(RECORD SET Opens)

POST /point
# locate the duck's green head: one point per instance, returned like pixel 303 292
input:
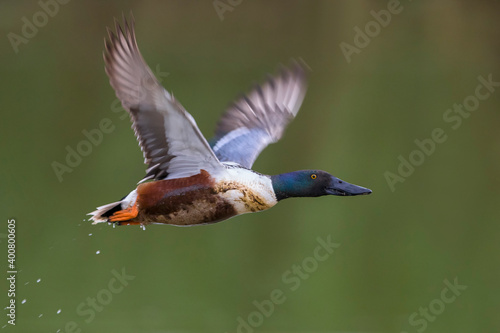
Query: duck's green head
pixel 312 183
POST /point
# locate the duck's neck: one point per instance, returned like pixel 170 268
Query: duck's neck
pixel 287 185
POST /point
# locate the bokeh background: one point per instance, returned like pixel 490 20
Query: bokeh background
pixel 396 247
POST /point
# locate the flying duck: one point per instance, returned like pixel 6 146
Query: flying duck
pixel 190 181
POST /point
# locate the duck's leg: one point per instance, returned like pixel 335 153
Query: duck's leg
pixel 125 215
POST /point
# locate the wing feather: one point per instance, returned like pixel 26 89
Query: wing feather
pixel 172 144
pixel 261 116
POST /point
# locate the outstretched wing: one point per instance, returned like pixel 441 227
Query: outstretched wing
pixel 172 144
pixel 260 118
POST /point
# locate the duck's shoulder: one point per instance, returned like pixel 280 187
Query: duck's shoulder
pixel 246 189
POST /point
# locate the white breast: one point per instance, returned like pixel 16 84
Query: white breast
pixel 248 191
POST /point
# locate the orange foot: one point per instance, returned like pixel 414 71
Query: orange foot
pixel 125 214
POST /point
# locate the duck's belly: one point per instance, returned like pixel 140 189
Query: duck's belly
pixel 183 202
pixel 201 199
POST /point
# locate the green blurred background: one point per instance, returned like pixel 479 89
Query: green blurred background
pixel 397 247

(RECORD SET Closes)

*EXERCISE BRIEF*
Return, with no change at all, every line in the entries above from the line containing "Query: flying duck" through the line containing "# locate the wing".

*ANSWER BELOW*
Query: flying duck
pixel 190 181
POST /point
# locate the duck's leg: one point per instance, returned like pixel 335 153
Query: duck's leg
pixel 125 215
POST /point
# locate the wing feather: one point per instance, returned like pixel 26 89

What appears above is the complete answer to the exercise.